AS AVENTURAS DE VASCO DA GAMA COM O REI DOS OCEANOS


Após as cartas de Pêro de Covilhã desvendarem a rota para as Índias, restava ao rei de Portugal ordenar que uma missão portuguesa realizasse a jornada tão aguardada. Coube a Vasco da Gama e seu comandante, Pêro de Alenquer, tal missão.
Vasco não era navegador. Membro da pequena nobreza burocrática alçada a cargos públicos nos tempos de D. João II, esse português cumpria o papel de embaixador enviado pelo rei de Portugal, portando carta régia válida para qualquer lugar em que aportasse. Vasco morreu como um dos homens mais poderosos de Portugal, vice-rei da Índia.
O historiador inglês Charles Boxer classificou essa aventura como o alicerce para a construção de um império marítimo, que se estendia do Brasil até o Japão. Na sua extensão, o português substituiu o árabe como língua franca. Portugal possuía a maior frota mercante do mundo. Portugueses fizeram parte do conselho do imperador da China. Fortes portugueses se multiplicaram em locais tão distantes quanto Barein, Pérsia, Paquistão e Japão. Cidades como Recife e Mombaça, na África Oriental, Goa e Malaca, ou Macau eram portuguesas, assim como o porto de Nagasáqui, no Japão.
A própria Grã Bretanha somente se tornou potência colonial após receberem Bombaim de Portugal, ofertada como dote ao rei Carlos II. Vasco da Gama deu início à era das colonizações europeias pelo mundo.
O historiador português Armando Cortesão registrou diversas viagens portuguesas entre as viagens de Bartolomeu Dias e de Vasco da Gama. Essa aventuras marítimas que tinham a Índia como destino pretendido ajudaram a desenvolver toda uma nova gama de técnicas de construção de embarcações melhores e mais bem armadas. Assim nasceu o projeto do Galeão, inovação portuguesa bastante festejada, que portava todo um conjunto de canhões embarcados, famosos por intimidarem cidades inteiras com seu estrondo.

# Itens fornecidos
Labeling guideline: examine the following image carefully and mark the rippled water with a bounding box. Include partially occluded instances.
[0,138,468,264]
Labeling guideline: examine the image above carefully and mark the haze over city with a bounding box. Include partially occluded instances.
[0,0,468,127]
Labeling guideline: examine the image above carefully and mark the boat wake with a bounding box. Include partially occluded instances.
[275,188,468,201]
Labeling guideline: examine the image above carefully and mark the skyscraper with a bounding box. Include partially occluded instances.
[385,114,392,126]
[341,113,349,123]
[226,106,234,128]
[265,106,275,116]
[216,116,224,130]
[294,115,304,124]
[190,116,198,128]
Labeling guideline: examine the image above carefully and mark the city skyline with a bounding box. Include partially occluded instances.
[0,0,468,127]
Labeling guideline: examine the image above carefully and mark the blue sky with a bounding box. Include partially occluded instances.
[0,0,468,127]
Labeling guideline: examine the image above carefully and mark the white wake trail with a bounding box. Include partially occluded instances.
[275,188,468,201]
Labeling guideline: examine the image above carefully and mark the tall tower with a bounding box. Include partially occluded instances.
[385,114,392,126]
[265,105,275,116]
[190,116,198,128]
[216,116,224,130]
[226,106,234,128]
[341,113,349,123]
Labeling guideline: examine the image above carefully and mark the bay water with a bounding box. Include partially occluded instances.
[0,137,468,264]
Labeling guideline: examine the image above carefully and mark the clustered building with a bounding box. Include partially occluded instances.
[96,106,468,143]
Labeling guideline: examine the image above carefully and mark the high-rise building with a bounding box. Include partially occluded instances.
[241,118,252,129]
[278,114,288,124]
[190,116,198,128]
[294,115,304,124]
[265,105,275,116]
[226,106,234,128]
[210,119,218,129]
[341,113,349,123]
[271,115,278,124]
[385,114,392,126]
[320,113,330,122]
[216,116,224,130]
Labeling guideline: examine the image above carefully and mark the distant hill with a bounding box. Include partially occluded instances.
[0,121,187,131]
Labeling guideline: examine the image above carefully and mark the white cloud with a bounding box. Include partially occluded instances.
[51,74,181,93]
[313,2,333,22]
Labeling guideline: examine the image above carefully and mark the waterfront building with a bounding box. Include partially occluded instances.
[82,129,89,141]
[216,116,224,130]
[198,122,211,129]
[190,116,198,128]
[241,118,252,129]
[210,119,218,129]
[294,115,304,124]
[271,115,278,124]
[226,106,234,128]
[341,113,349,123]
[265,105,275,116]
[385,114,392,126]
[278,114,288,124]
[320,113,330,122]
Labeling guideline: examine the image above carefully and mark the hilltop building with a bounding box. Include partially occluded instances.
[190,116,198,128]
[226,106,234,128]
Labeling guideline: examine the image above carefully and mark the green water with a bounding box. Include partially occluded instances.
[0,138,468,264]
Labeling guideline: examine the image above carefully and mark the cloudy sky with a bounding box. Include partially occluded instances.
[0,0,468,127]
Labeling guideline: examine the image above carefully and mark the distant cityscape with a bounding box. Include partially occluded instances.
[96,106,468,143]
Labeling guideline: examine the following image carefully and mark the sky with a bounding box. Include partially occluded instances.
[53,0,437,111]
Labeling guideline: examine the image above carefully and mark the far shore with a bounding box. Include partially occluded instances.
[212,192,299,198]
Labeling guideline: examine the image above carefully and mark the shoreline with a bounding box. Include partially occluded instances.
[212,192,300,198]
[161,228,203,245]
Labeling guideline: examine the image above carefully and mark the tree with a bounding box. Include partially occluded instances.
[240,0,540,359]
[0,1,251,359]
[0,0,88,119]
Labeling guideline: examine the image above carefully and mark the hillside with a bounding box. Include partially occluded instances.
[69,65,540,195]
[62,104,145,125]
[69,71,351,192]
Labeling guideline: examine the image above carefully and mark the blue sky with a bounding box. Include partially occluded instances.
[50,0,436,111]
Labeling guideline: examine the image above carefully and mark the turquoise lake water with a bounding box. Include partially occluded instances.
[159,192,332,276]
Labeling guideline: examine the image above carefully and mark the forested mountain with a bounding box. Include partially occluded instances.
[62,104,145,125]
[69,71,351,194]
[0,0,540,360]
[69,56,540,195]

# Enunciado do exercício
Reproduza sem qualquer alteração, do texto sobre Vasco da Gama, o trecho de "A própria Grã" até "com seu estrondo.".

# Resposta do exercício
A própria Grã Bretanha somente se tornou potência colonial após receberem Bombaim de Portugal, ofertada como dote ao rei Carlos II. Vasco da Gama deu início à era das colonizações europeias pelo mundo.
O historiador português Armando Cortesão registrou diversas viagens portuguesas entre as viagens de Bartolomeu Dias e de Vasco da Gama. Essa aventuras marítimas que tinham a Índia como destino pretendido ajudaram a desenvolver toda uma nova gama de técnicas de construção de embarcações melhores e mais bem armadas. Assim nasceu o projeto do Galeão, inovação portuguesa bastante festejada, que portava todo um conjunto de canhões embarcados, famosos por intimidarem cidades inteiras com seu estrondo.